▶ [Exercise requirements]
Rewrite every line of the records below as one numbered list, leaving out blank lines.

▶ [Data lines]
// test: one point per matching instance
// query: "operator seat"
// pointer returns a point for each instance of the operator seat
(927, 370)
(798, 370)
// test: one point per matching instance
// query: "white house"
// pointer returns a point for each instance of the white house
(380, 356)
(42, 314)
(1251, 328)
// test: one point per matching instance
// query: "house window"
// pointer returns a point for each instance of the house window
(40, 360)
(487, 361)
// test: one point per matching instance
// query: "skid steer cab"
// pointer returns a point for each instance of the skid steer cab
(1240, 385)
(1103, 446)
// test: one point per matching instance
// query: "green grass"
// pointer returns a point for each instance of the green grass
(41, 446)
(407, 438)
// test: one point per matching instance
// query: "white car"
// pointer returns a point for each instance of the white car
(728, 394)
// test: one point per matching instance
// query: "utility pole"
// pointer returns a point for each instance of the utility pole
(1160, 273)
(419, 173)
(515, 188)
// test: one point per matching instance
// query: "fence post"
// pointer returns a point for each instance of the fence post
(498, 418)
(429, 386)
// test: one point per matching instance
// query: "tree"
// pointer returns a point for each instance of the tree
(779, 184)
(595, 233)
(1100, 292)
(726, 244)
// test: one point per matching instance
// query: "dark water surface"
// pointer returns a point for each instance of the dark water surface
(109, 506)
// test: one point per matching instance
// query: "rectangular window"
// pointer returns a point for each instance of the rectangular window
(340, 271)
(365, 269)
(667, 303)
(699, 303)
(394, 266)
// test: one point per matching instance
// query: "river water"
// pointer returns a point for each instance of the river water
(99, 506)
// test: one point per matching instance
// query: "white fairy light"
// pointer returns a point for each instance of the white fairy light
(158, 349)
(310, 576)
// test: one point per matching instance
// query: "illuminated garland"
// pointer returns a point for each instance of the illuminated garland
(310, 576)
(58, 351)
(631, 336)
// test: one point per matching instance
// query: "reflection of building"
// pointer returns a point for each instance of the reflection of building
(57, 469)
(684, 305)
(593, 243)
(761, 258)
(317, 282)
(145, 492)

▶ [Full solution]
1. // test: one point per matching instance
2. // query: "operator seat"
3. // pointer returns a point for each instance of the operator seat
4. (927, 370)
5. (798, 370)
6. // test: one point per matching instance
7. // query: "white house"
8. // pointer returns a point for each instance of the white house
9. (380, 356)
10. (42, 314)
11. (1251, 328)
12. // test: one point per matching instance
13. // query: "house window"
14. // pointer returns a point for each instance of the house window
15. (40, 360)
16. (487, 361)
17. // test: one point per matching instance
18. // query: "skid steer cab"
19. // pointer returns a point for each instance of the skid steer cab
20. (1240, 385)
21. (1103, 446)
22. // test: one point per matching instance
23. // query: "green grass"
24. // pointer returns a point for each instance of the green grass
25. (41, 446)
26. (407, 438)
27. // test: one point per matching instance
28. // query: "white car"
29. // pointer returns a point for each instance of the white car
30. (728, 394)
31. // test: one point per matching instance
32. // query: "utility pole"
33. // pointer returns a point for each instance of the utility pole
34. (1160, 273)
35. (419, 173)
36. (515, 188)
37. // test: one point per matching instance
38. // query: "fence post"
39. // pointer returns a point for each instance of the fence post
40. (498, 418)
41. (429, 386)
42. // test: one point per matching instance
43. // query: "tree"
44. // pointer returns a point for each instance of the tree
45. (779, 184)
46. (595, 233)
47. (1100, 292)
48. (726, 244)
49. // test: one point per matching instance
50. // query: "dark water surface"
51. // pointer returns a point for each instance of the dark water surface
52. (109, 506)
53. // test: one point per matching instance
54. // query: "rectangular window"
55. // pointer returns a point for each instance of the rectangular window
56. (340, 271)
57. (365, 269)
58. (667, 303)
59. (699, 303)
60. (394, 266)
61. // test: one point per matching instance
62. // query: "river water"
63. // pointer returns a point for each instance of the river water
64. (99, 506)
65. // test: one point per matching instance
66. // query: "white fairy light"
67. // pointer returns a point for each instance of the white fairy light
68. (158, 349)
69. (310, 576)
70. // test: one point per matching instance
71. // query: "illuminated garland"
72. // pointer returns a point for each instance of the illuminated garland
73. (310, 576)
74. (58, 351)
75. (631, 336)
76. // test: one point per matching instance
77. // query: "reflection of building"
78. // pointer returns a point for each instance of the reflection of building
79. (57, 469)
80. (684, 305)
81. (593, 243)
82. (761, 258)
83. (317, 282)
84. (145, 492)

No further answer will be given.